Пожалуйста, выпишите все строки, где встречается слово «shaped».
★ ★ ★ ★ ★ ★ ★
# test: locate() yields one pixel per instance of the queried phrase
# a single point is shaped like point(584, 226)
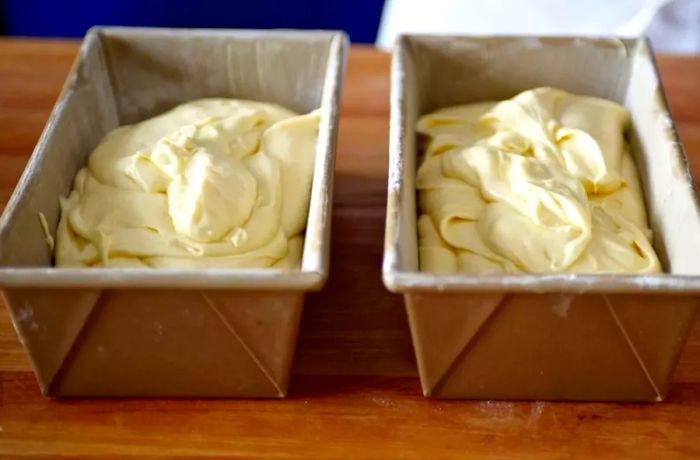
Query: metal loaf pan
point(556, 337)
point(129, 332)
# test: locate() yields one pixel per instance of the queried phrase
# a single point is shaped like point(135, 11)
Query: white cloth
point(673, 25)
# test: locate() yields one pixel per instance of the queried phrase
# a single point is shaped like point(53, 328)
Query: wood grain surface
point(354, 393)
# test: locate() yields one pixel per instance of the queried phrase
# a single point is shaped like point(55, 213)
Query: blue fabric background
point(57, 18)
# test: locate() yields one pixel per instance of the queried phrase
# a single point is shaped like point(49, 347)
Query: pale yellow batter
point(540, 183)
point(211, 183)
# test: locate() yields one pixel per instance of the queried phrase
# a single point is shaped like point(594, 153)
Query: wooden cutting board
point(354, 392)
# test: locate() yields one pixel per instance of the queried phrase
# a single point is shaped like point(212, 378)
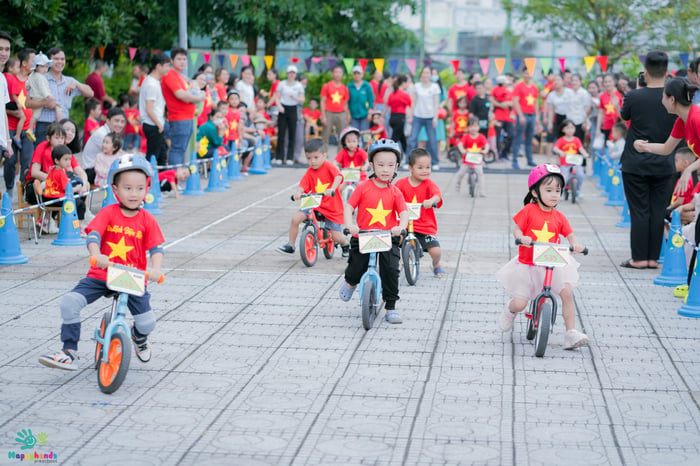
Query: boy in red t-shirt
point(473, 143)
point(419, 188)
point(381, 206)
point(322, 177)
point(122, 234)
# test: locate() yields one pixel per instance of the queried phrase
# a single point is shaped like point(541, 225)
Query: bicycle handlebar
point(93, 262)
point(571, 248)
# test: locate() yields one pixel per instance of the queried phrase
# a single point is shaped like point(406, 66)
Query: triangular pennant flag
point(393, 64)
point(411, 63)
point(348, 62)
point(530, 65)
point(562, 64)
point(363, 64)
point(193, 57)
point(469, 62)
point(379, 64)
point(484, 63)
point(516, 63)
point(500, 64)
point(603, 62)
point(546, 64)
★ ★ ★ ★ ★ ★ ★
ОТВЕТ:
# a single point is shaped like point(584, 226)
# a single point is shaped like point(135, 11)
# a single point is shaped like point(53, 328)
# a single point is shaped like point(55, 213)
# a single point is shaped like point(49, 347)
# a single point is shaped like point(594, 153)
# a single point is shaped like point(212, 378)
# a single point is shaped like point(541, 225)
# a single point is shaped like point(406, 66)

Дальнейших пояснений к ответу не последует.